MATERIAL PROVIDED:
start
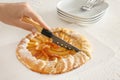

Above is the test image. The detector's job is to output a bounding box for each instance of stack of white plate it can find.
[57,0,108,24]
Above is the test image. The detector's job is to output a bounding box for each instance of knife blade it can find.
[22,17,80,52]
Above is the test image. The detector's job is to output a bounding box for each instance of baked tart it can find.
[16,28,91,74]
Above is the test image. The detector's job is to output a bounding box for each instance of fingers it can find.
[16,20,37,32]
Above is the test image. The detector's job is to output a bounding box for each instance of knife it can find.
[22,17,80,52]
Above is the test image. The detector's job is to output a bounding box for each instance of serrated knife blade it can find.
[22,17,80,52]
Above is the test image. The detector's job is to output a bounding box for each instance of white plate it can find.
[57,9,105,20]
[58,13,103,25]
[57,0,108,18]
[0,25,114,80]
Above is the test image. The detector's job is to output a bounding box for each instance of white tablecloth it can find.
[0,0,120,80]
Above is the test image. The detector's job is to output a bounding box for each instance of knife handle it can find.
[22,17,52,38]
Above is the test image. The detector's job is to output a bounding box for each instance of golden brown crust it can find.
[16,28,91,74]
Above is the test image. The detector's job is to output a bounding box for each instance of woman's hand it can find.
[0,2,50,31]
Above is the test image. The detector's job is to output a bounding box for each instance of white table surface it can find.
[0,0,120,80]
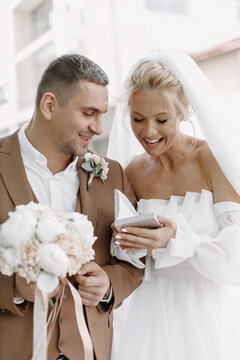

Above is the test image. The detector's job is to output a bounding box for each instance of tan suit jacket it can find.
[0,132,142,360]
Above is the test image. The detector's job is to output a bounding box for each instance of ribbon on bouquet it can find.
[31,278,93,360]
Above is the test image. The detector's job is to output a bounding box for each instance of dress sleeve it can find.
[110,238,147,269]
[153,202,240,284]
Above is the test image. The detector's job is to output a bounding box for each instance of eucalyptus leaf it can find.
[89,159,95,168]
[81,161,94,172]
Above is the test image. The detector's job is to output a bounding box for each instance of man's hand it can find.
[14,275,59,302]
[76,262,110,306]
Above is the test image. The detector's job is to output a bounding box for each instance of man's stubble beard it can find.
[57,138,87,156]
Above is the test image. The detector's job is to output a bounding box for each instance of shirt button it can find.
[60,317,66,324]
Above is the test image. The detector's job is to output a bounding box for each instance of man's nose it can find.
[89,115,103,135]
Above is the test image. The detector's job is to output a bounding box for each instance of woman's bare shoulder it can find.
[125,153,146,181]
[198,142,240,202]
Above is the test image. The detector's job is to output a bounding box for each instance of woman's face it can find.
[129,91,181,156]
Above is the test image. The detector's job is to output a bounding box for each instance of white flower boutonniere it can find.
[81,153,109,192]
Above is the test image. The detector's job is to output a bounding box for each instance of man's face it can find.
[51,81,108,155]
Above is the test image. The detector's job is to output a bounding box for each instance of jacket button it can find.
[60,317,66,324]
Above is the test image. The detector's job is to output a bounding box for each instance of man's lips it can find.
[78,134,92,144]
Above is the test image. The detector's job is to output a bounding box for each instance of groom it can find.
[0,54,142,360]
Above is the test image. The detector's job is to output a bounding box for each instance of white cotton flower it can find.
[92,154,101,165]
[0,211,37,248]
[37,243,69,277]
[36,215,66,243]
[0,248,21,276]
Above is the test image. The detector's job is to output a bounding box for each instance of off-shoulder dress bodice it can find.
[112,190,240,360]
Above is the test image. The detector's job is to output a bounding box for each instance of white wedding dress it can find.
[112,190,240,360]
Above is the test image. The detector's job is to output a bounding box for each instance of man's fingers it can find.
[76,275,104,287]
[77,261,101,275]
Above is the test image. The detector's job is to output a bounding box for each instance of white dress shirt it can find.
[18,124,79,212]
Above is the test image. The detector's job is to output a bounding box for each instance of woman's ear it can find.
[39,92,57,120]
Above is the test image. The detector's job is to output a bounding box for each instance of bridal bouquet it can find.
[0,202,96,292]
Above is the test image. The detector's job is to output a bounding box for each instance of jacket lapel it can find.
[0,131,34,206]
[77,156,97,228]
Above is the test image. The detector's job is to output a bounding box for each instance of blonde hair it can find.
[125,60,190,119]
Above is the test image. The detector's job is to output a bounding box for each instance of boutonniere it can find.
[81,153,109,192]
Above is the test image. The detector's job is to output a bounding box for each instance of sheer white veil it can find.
[108,51,240,194]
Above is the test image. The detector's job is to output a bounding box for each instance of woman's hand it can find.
[115,215,177,251]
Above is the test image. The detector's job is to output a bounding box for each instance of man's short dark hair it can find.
[35,54,109,108]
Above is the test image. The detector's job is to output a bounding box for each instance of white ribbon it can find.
[31,278,93,360]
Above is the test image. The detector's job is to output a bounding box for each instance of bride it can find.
[108,51,240,360]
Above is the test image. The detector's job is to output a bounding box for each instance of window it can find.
[146,0,188,15]
[31,0,52,39]
[16,42,55,110]
[236,0,240,22]
[0,84,8,106]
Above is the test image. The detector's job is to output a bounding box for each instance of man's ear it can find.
[39,91,57,120]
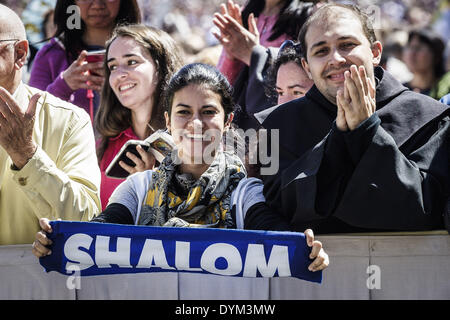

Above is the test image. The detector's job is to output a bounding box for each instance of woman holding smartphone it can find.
[33,63,329,271]
[29,0,140,119]
[95,25,182,209]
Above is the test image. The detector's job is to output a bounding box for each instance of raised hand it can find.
[213,8,259,65]
[63,50,105,91]
[119,145,156,174]
[336,65,376,131]
[0,87,40,169]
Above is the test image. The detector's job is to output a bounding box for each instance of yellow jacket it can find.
[0,83,101,245]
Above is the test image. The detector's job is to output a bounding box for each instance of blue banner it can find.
[39,221,322,283]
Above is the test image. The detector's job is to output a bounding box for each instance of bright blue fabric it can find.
[40,221,322,283]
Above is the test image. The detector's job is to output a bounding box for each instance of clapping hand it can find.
[336,65,376,131]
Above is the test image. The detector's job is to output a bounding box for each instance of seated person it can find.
[266,40,314,104]
[33,64,328,270]
[0,5,100,245]
[29,0,141,120]
[258,4,450,233]
[95,25,182,210]
[403,29,450,100]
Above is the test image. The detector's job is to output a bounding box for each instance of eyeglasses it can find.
[76,0,118,4]
[277,40,302,58]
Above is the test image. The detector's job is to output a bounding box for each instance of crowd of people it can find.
[0,0,450,278]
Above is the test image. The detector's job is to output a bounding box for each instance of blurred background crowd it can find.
[0,0,450,96]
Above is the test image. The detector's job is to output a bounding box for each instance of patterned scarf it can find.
[138,151,247,228]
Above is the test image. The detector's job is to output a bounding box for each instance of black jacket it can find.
[257,67,450,233]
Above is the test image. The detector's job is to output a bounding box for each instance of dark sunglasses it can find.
[278,40,302,58]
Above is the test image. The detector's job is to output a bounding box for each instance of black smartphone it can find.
[105,140,149,179]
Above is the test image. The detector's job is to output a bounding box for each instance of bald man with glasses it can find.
[0,5,100,245]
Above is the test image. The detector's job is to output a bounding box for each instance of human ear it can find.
[372,41,383,66]
[302,58,312,80]
[14,40,28,70]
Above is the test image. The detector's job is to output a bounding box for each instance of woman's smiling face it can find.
[165,84,232,164]
[107,37,158,111]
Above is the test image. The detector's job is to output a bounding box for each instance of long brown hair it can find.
[95,24,182,162]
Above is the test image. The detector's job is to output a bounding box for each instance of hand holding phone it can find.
[105,130,175,179]
[86,50,106,77]
[62,50,105,91]
[119,144,156,174]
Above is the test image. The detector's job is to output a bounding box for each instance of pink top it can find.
[100,127,140,210]
[217,14,290,84]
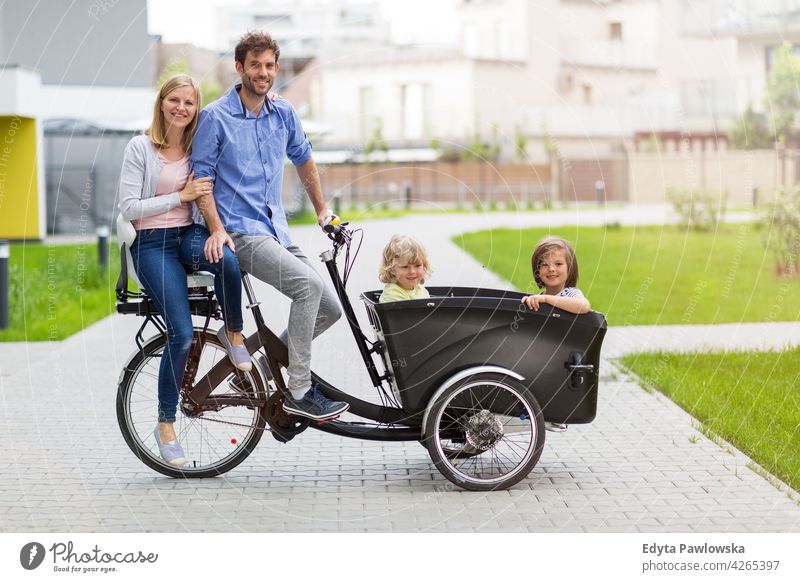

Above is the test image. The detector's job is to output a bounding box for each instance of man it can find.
[192,32,348,420]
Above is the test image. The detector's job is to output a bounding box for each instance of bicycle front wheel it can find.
[117,329,267,477]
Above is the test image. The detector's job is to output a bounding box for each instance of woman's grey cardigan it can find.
[119,135,203,224]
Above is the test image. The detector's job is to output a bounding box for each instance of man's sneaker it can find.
[217,327,253,372]
[283,384,350,420]
[153,426,187,468]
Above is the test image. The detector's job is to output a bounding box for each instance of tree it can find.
[764,42,800,144]
[728,105,775,150]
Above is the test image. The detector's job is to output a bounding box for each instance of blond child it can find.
[521,236,591,313]
[378,234,431,303]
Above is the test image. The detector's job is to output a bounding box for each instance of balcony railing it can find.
[681,0,800,35]
[561,37,658,69]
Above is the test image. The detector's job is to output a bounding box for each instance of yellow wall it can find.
[0,115,40,240]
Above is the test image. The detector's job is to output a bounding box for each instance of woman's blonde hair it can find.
[144,73,201,153]
[378,234,433,283]
[531,236,578,289]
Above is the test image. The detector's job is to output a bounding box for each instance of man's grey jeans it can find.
[231,233,342,394]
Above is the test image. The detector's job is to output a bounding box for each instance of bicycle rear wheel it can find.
[117,329,267,477]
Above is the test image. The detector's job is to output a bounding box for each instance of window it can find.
[582,83,592,105]
[402,83,428,139]
[358,87,378,141]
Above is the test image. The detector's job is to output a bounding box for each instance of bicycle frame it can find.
[183,235,422,441]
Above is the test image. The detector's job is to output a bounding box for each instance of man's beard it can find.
[242,75,272,97]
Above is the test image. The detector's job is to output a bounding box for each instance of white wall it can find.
[312,53,475,143]
[39,85,156,129]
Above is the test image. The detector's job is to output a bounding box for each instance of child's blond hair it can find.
[378,234,433,283]
[531,236,578,289]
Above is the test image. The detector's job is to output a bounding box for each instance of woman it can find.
[119,75,251,467]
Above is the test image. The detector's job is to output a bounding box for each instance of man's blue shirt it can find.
[192,85,311,247]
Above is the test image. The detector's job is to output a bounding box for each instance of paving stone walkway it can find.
[0,208,800,532]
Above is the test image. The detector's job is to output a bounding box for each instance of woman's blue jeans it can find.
[131,224,244,422]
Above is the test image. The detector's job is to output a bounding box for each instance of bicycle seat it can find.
[117,214,214,289]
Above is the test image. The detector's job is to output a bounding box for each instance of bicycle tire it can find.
[117,328,267,478]
[423,372,545,491]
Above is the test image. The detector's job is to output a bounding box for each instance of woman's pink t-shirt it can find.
[132,152,192,230]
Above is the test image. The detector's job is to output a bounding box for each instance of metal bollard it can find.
[97,226,109,268]
[594,180,606,204]
[0,240,11,329]
[333,190,342,217]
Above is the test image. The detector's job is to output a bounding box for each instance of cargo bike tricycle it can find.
[117,221,606,491]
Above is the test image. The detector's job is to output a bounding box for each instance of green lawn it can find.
[621,348,800,496]
[456,224,800,325]
[0,241,119,341]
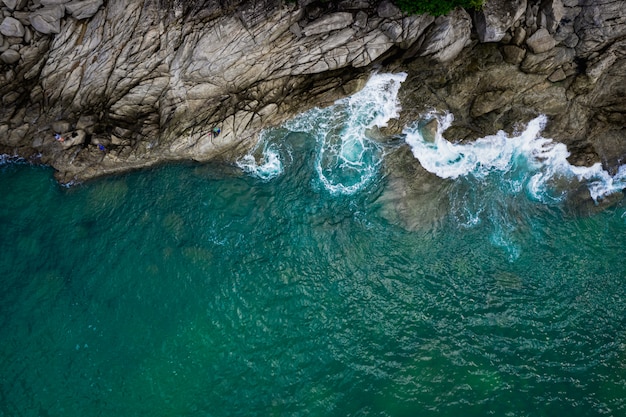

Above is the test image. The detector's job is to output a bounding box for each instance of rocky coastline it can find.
[0,0,626,183]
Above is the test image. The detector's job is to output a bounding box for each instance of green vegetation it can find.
[394,0,483,16]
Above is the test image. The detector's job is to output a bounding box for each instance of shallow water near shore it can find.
[0,73,626,416]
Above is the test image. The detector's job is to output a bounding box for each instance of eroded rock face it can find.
[0,0,626,182]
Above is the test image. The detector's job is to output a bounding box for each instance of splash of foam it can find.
[286,73,407,194]
[236,141,283,181]
[404,113,626,202]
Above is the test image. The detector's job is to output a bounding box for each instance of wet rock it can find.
[2,0,28,10]
[539,0,565,33]
[470,91,513,117]
[0,16,24,38]
[526,28,556,54]
[502,45,526,65]
[65,0,104,20]
[573,0,626,57]
[52,120,71,133]
[304,12,354,36]
[420,8,472,63]
[520,47,575,75]
[548,68,567,83]
[0,49,21,65]
[30,5,65,35]
[376,0,402,19]
[474,0,527,42]
[511,26,526,46]
[60,130,86,149]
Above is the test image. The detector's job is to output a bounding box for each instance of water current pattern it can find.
[0,74,626,417]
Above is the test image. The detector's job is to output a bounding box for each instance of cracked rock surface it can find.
[0,0,626,182]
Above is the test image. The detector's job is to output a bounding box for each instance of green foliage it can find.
[394,0,483,16]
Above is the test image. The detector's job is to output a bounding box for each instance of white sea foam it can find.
[285,73,407,194]
[404,113,626,202]
[237,138,283,181]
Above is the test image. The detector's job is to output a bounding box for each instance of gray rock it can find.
[548,68,567,83]
[511,26,526,46]
[526,28,556,54]
[65,0,103,20]
[39,0,70,6]
[61,130,87,149]
[52,120,71,133]
[0,49,21,65]
[474,0,527,42]
[2,0,28,10]
[376,0,402,19]
[289,22,302,38]
[380,21,402,42]
[540,0,565,33]
[0,17,24,38]
[420,8,472,62]
[30,6,63,35]
[304,12,354,36]
[470,90,514,117]
[354,10,367,29]
[574,0,626,57]
[520,47,574,75]
[502,45,526,65]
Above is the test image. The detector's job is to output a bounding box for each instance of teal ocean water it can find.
[0,74,626,416]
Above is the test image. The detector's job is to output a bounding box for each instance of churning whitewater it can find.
[404,112,626,202]
[237,73,407,194]
[238,73,626,203]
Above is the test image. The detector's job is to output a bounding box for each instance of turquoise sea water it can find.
[0,76,626,416]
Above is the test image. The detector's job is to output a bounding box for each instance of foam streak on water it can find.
[404,113,626,202]
[238,73,406,194]
[237,132,284,181]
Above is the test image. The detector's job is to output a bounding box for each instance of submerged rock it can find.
[0,0,626,187]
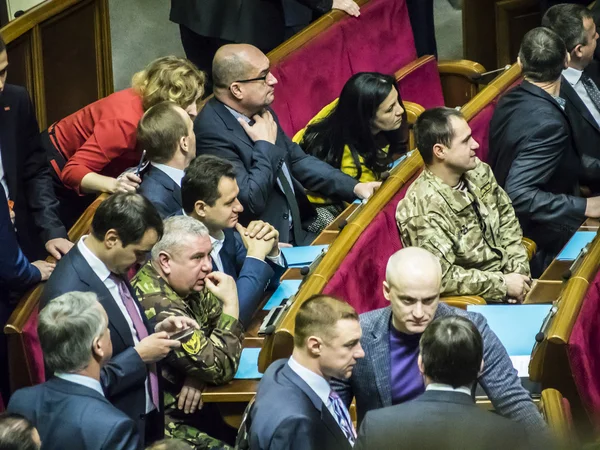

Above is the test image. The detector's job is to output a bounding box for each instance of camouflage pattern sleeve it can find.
[396,209,506,301]
[488,166,531,276]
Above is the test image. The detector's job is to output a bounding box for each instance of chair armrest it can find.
[438,59,485,108]
[440,295,487,309]
[521,237,537,261]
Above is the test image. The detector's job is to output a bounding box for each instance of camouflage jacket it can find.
[131,261,244,392]
[396,160,529,301]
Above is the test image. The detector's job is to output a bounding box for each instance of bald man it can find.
[333,247,546,433]
[194,44,381,245]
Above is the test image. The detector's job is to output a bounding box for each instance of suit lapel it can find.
[363,308,392,406]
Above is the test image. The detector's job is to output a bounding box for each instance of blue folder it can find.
[263,280,302,311]
[233,348,262,380]
[556,231,596,261]
[281,245,329,267]
[467,305,552,356]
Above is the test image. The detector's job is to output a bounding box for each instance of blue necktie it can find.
[329,391,356,445]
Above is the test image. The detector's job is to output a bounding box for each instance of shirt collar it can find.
[54,372,104,397]
[288,356,331,405]
[77,234,110,283]
[150,162,185,187]
[563,67,583,86]
[425,383,471,397]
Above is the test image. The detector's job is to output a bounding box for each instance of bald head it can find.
[213,44,266,89]
[385,247,442,290]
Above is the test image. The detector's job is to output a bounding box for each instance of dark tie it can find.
[110,274,160,409]
[329,391,356,445]
[277,168,306,245]
[581,73,600,111]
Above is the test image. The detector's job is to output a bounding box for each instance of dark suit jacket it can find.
[169,0,333,52]
[331,303,546,431]
[488,81,586,266]
[8,378,141,450]
[0,84,67,260]
[354,391,528,450]
[138,164,182,219]
[40,246,162,440]
[194,98,357,245]
[246,359,352,450]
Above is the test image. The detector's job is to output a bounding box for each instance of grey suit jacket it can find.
[332,303,546,431]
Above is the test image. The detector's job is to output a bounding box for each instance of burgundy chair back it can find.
[323,171,420,314]
[271,0,417,136]
[567,272,600,431]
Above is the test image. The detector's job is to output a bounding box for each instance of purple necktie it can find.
[110,274,160,409]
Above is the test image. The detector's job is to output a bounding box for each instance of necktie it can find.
[581,73,600,111]
[110,274,160,409]
[329,391,356,445]
[277,169,306,245]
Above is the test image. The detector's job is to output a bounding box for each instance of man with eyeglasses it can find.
[194,44,381,245]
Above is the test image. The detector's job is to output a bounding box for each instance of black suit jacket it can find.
[0,84,67,260]
[488,81,586,261]
[354,391,529,450]
[246,359,352,450]
[194,98,357,245]
[40,246,162,440]
[7,378,141,450]
[138,164,182,219]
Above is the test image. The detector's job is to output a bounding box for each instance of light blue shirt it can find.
[54,372,105,397]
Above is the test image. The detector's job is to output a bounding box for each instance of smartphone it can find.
[169,327,196,342]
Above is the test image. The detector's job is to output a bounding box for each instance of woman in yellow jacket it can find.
[294,72,408,232]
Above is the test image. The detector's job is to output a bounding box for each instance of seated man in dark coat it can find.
[194,44,381,245]
[137,102,196,219]
[488,28,600,278]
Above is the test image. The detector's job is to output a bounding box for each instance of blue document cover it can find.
[281,245,329,267]
[233,348,262,380]
[263,280,302,311]
[556,231,596,261]
[467,305,552,356]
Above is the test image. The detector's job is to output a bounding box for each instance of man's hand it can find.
[111,172,142,194]
[154,316,200,335]
[177,376,205,414]
[504,273,531,303]
[134,331,181,364]
[331,0,360,17]
[204,272,240,319]
[46,238,73,261]
[354,181,381,200]
[238,111,277,144]
[31,261,56,281]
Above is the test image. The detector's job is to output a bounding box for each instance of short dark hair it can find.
[415,107,464,165]
[519,27,567,83]
[542,3,593,53]
[137,101,188,163]
[181,155,235,214]
[419,316,483,388]
[0,413,39,450]
[92,193,163,247]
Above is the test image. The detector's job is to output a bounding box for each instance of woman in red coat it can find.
[42,56,205,227]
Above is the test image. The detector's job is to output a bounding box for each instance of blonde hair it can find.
[131,56,206,111]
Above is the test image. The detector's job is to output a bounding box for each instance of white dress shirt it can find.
[563,67,600,126]
[54,372,105,397]
[77,235,154,413]
[150,162,185,187]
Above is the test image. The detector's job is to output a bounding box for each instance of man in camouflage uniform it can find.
[131,216,244,449]
[396,108,531,303]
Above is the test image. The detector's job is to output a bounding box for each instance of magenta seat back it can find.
[568,272,600,430]
[323,174,418,314]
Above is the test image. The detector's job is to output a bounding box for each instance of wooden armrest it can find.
[521,238,537,261]
[440,295,487,309]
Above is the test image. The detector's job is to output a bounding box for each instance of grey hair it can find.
[38,292,108,373]
[152,216,208,261]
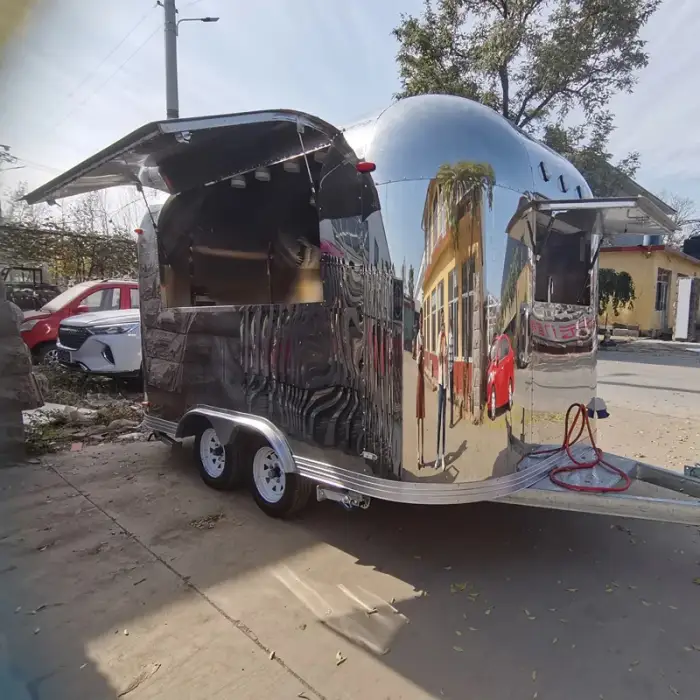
end
WHAT IS BEING ASKED: Starting with the line that contains "flower it can find." and going on through the line that contains "[0,248,21,276]", rewrite those lines of the records, request included, and nothing else. Multiply each bounding-box coordinate in the answers by 1.65 and round to whole numbers, with halves rounded up.

RESPONSE TO THE TASK:
Above is the test image. The detector's job is to output a bounding box for each instance of white cotton flower it can find.
[152,254,167,272]
[0,348,61,409]
[61,401,114,457]
[59,355,109,401]
[0,409,35,455]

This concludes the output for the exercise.